Collection entries

>> start

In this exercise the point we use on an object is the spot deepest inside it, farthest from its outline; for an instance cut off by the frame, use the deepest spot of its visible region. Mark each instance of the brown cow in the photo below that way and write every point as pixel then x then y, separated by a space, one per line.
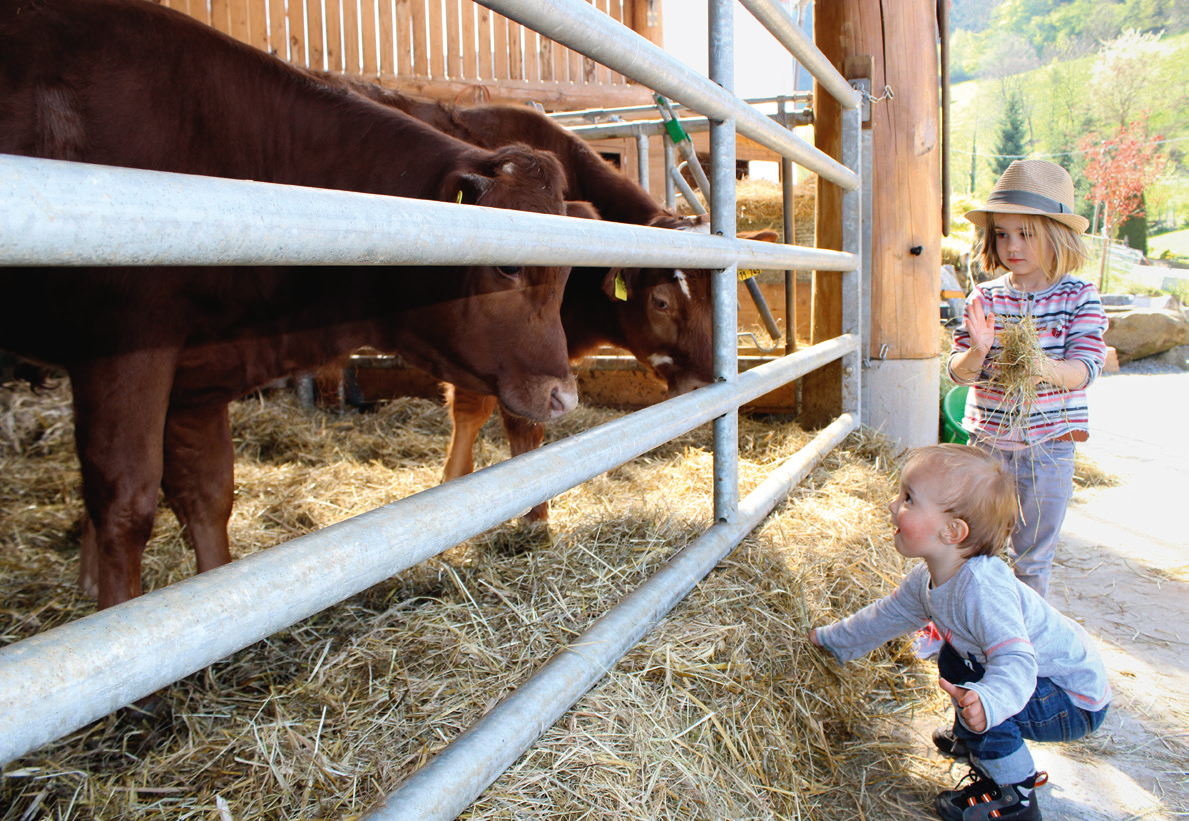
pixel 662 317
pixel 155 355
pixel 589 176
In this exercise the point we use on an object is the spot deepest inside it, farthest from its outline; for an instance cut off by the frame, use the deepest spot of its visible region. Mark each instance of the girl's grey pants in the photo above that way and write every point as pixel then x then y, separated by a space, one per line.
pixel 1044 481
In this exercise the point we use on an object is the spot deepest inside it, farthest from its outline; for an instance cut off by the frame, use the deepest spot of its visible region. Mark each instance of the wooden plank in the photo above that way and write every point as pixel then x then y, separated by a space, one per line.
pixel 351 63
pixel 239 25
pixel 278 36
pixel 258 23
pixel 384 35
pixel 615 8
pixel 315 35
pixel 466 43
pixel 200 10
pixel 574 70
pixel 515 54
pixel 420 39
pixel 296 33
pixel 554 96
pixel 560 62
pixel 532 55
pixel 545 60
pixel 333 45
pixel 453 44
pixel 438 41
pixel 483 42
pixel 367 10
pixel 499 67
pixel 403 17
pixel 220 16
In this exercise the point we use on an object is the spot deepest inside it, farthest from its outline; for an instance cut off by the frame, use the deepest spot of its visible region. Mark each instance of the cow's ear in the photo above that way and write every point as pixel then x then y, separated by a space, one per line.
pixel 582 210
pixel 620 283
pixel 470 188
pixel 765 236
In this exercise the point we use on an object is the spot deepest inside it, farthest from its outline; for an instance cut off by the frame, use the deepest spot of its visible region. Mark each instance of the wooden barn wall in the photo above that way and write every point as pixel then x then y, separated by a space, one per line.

>> end

DO THIS ▸ Lay out all of the material above as a numbered list, one line per item, and skip any blank lines. Leave the pictures out of your answer.

THE RESPONSE ▸
1. In this exercise the point we use on an object is the spot deepest inside it, farthest from its outline; for an instance cut off by the frame, use the deepest spot of its visible region. Mark each instance of the brown cow in the photo below that way and write every point as pixel then x then y, separated by a space, one per line.
2. pixel 662 317
3. pixel 155 355
4. pixel 589 176
5. In this exercise the point we use on an object is the spot deepest inside it, farthest from its outline; for an instance cut off by the frame, use the deepest spot of its visible region. Mark each instance of the girl's grey pants in the photo above that way and write every point as pixel then x then y, separated by a space, one per line.
6. pixel 1044 481
7. In this exercise the point we use on an object is the spot deepest inside it, farthest from its outline; for an instance cut off by the frame, use the deepest spot of its visible region. Mark each instance of the wooden plank in the photo above that way and write every point as pixel then x then y, separated by a space, one per line.
8. pixel 351 63
9. pixel 239 25
10. pixel 278 36
11. pixel 258 23
12. pixel 384 35
13. pixel 615 8
14. pixel 315 35
15. pixel 466 43
16. pixel 200 10
17. pixel 574 70
18. pixel 515 54
19. pixel 420 39
20. pixel 296 33
21. pixel 554 96
22. pixel 560 62
23. pixel 532 55
24. pixel 545 60
25. pixel 333 45
26. pixel 453 44
27. pixel 438 41
28. pixel 483 42
29. pixel 367 10
30. pixel 499 67
31. pixel 403 17
32. pixel 220 16
33. In this exercise the point we use on an object is the spot deepest inside it, farthest from its outline; for an instance cut off by the frame, use the deepest spot of its visible region. Mark each instance of the cow's ear in the photo above that way and write every point as pixel then x then y, separated by a space, one per line.
34. pixel 582 210
35. pixel 620 283
36. pixel 470 188
37. pixel 765 236
38. In this exercise the point we use on an object is the spot deepest inside it, farthest from its outline; for an instance cut off by the frame, use the deepest spot of its visible region. Mark each instance of the wooden barn wall in the photo above that way and write every point as pixel then x then y, separated by a space, one per line.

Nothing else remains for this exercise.